## ACTIVITY
All of the entries are to be written out again verbatim.

#####

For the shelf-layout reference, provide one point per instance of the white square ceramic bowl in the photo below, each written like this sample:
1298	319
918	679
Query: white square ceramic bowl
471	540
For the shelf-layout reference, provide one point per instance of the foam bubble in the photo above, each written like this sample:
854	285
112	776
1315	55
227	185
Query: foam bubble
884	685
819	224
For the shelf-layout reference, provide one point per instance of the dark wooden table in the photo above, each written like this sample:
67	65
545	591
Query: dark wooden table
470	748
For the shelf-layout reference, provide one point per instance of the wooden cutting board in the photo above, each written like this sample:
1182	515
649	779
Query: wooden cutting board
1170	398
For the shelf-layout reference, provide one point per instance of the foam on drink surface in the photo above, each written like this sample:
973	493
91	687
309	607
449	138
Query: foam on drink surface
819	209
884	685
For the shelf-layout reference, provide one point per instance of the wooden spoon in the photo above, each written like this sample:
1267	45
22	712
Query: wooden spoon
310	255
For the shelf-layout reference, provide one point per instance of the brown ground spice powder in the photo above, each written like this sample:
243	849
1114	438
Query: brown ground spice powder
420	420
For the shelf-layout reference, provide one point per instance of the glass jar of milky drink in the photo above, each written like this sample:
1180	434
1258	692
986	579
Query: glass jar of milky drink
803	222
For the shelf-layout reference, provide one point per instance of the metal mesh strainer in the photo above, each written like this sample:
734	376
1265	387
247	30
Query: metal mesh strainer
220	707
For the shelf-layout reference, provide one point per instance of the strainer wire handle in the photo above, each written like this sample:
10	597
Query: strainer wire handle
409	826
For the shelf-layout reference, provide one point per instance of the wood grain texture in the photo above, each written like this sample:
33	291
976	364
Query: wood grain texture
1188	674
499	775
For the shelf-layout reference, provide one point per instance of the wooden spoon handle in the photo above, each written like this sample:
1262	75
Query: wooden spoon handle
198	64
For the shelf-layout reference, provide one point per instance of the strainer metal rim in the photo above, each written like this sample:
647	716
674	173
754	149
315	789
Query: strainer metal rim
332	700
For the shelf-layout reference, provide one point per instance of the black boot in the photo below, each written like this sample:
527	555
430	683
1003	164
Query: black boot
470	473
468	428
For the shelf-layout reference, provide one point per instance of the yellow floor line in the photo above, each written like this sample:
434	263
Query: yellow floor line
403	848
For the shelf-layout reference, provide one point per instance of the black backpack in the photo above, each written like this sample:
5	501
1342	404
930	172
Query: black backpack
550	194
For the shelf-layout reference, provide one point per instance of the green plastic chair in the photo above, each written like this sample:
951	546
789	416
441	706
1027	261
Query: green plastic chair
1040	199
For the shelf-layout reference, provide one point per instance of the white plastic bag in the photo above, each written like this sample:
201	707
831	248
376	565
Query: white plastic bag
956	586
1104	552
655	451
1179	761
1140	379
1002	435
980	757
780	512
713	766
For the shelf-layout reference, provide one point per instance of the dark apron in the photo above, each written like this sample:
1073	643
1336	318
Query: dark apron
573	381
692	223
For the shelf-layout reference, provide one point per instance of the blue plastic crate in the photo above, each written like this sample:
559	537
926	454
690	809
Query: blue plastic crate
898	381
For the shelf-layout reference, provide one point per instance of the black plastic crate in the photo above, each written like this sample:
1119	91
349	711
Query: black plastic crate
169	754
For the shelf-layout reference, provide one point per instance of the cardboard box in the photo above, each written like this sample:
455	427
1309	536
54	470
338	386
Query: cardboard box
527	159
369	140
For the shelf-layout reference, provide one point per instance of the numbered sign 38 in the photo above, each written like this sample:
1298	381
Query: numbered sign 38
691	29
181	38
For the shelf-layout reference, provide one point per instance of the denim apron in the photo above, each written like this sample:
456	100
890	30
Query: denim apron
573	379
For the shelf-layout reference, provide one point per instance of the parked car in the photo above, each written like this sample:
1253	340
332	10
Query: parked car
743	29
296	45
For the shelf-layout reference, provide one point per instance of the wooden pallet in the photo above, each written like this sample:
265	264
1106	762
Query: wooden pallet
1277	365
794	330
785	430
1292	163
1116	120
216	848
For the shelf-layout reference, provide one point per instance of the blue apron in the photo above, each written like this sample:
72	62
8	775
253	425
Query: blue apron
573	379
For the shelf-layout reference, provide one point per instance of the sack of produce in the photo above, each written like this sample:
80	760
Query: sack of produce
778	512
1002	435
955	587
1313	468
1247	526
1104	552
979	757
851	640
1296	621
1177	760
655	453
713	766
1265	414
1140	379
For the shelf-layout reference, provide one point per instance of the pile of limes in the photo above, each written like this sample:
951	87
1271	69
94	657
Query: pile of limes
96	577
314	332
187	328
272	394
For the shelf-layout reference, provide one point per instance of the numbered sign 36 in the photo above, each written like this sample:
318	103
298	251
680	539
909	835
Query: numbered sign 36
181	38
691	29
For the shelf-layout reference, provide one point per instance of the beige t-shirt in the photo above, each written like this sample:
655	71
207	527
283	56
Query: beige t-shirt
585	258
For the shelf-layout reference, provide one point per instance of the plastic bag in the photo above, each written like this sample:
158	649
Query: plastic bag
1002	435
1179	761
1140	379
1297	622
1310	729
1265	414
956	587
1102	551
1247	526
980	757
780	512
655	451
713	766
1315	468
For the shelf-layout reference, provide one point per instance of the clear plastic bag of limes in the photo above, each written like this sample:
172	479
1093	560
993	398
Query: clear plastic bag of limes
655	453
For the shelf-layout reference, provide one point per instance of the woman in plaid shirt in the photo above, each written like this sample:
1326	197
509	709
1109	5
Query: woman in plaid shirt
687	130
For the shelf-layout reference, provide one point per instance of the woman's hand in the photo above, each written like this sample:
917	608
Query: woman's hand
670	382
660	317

#####

## EXPECTED ANSWER
For the shelf-layout reference, provide one point per instance of the white square ceramic bowl in the photo below, each written like this sample:
1298	319
918	679
Query: white square ceramic bowl
471	540
For the shelf-layout reference, provide one point per instance of the foam bubble in the photo above, each written like this sample:
854	285
112	776
1315	55
227	185
Query: foam bubble
884	685
819	224
For the shelf-layout reference, provide one point per instance of the dark wooden table in the photo above, each written like this sample:
67	65
545	591
Query: dark wooden table
470	748
For the shelf-layout reference, provide one point per instance of the wooden cutting board in the photo above, each written like this sample:
1182	515
649	779
Query: wooden cutting board
1170	398
For the shelf-layout reference, provide one point per instance of the foam on drink surface in the photo above, each written like this sample:
973	493
91	687
309	607
449	138
Query: foam on drink surface
819	209
884	685
For the shelf-layout reference, provide one point per instance of the wooden spoon in the photo above, each written like this sample:
1267	45
22	712
Query: wooden spoon
310	255
For the shelf-layout reference, provide one point per instance of the brown ground spice powder in the photo above, each written like this sample:
243	849
1114	438
Query: brown ground spice powder
420	420
For the shelf-layout reference, provide one point per instance of the glass jar of milky drink in the photo above, each written like this sample:
1180	434
1258	692
986	579
Query: glass jar of milky drink
803	222
For the shelf-layout reference, provide one point per instance of the metal mesh strainer in the photo above, each written like this sample:
734	376
1265	387
247	30
Query: metal mesh strainer
220	707
For the shelf-layout reference, provide one point per instance of the strainer wire handle in the photo above, each written like this sample:
10	597
Query: strainer wire handle
409	826
For the shelf-layout reference, provide one point per instance of the wood grain texture in the photo above, each written like this sample:
33	291
976	364
Query: wood grain texture
1188	674
499	775
For the shelf-layout reference, provide one point per instance of the wooden spoon handle in the photo above, each written like this sample:
1262	75
Query: wooden spoon handle
198	64
For the shelf-layout reference, provide one point per instance of the strainer metal rim in the photo above, each written like this sample:
647	716
674	173
754	149
315	789
Query: strainer metal rim
332	700
For the shelf-layout reference, provide one point per instance of the black boot in the photo below, each written like this sample:
527	555
430	683
1003	164
Query: black boot
470	473
468	428
For the shelf-layout reference, provide one point per instance of the yellow floor line in the photo above, each written like this sample:
434	263
Query: yellow floor line
403	848
For the shelf-layout reference, provide one point per instance of the black backpack in the photo above, each written like this sample:
5	501
1342	404
930	172
Query: black backpack
550	194
For the shelf-layout reference, provide one point per instance of the green plastic chair in the photo above, each written like this sample:
951	546
789	416
441	706
1027	261
Query: green plastic chair
1040	199
For the shelf-layout reference, provide one point per instance of the white plastic bag in the photo above, each written like this sample:
201	707
831	248
376	565
Query: white plastic bag
956	586
1104	552
655	451
1179	761
1140	379
1002	435
980	757
780	512
713	766
For the shelf-layout reference, provide one point per instance of the dark apron in the photo above, each written like this sample:
1073	643
1336	318
Query: dark apron
573	381
692	223
For the shelf-layout reference, provide one point per instance of the blue plastic crate in the photo above, each written like this sample:
559	537
926	454
690	809
Query: blue plastic crate
898	381
For the shelf-layout reference, provide one point per instance of the black plastic crate in the photo above, each written like this sample:
1119	91
349	711
Query: black plastic crate
169	754
For the shelf-layout reference, provide one point per instance of the cardboard box in the photo above, each written like this sample:
455	427
1309	536
54	470
338	386
Query: cardboard box
527	159
369	140
For the shelf-layout reference, provide one point per instance of the numbered sign 38 in the photo above, each written like this sample:
1298	381
Query: numbered sign 38
691	29
181	38
For the shelf-layout reference, provide one point per instance of the denim apron in the photo above, each written like this sample:
456	100
890	30
Query: denim apron
573	379
For the shelf-layout reference, provide one point per instance of the parked car in the photo above, each written like this sample:
1253	340
332	10
Query: parked car
743	29
296	45
For the shelf-layout reference, provide one point per instance of the wooden pallet in the photo above, each written like this sample:
265	264
1106	762
Query: wooden pallet
1277	365
794	330
785	430
1292	163
1116	120
216	848
For the shelf-layout reference, provide one point per instance of the blue apron in the photo above, each written like this sample:
72	62
8	775
253	425
Query: blue apron
573	379
For the shelf-layout reference, provide one point per instance of the sack of produce in the photo above, each written like this sample:
80	760
Query: sack of produce
778	512
1002	435
955	587
1313	468
1247	526
1104	552
979	757
851	640
1296	621
1177	760
655	453
713	766
1265	414
1140	379
For the shelf-layout reference, provide one point per instance of the pile of limes in the photo above, each written like this sample:
951	87
1271	69
94	657
Query: pile of limes
96	577
314	332
187	328
272	394
For the shelf-layout reference, provide one point per instance of the numbered sign 36 in the photo above, each written like this sample:
318	103
298	251
680	539
909	835
Query: numbered sign 36
181	38
691	29
For the shelf-layout reference, provide one point per instance of the beige t-shirt in the photo above, each written like this sample:
655	71
207	527
283	56
Query: beige t-shirt
585	258
For the shelf-layout reference, provide one point per instance of the plastic bag in the photo above, each written like this sample:
158	649
Query: plastic bag
1002	435
1179	761
1140	379
1297	622
1310	729
1265	414
956	587
1102	551
1247	526
980	757
780	512
655	451
713	766
1315	468
For the shelf-layout reference, provide one point per instance of the clear plastic bag of limes in the photo above, each written like this sample:
172	479
1093	560
993	398
Query: clear plastic bag of limes
655	453
For the shelf-layout reference, provide one point per instance of the woman in plaid shirt in the photo above, each written like this sample:
1326	197
509	709
1109	5
Query: woman in plaid shirt
687	130
For the shelf-layout reference, provide one point per instance of the woman's hand in the photo above, each written like this sample:
917	608
Query: woman's hand
670	382
660	317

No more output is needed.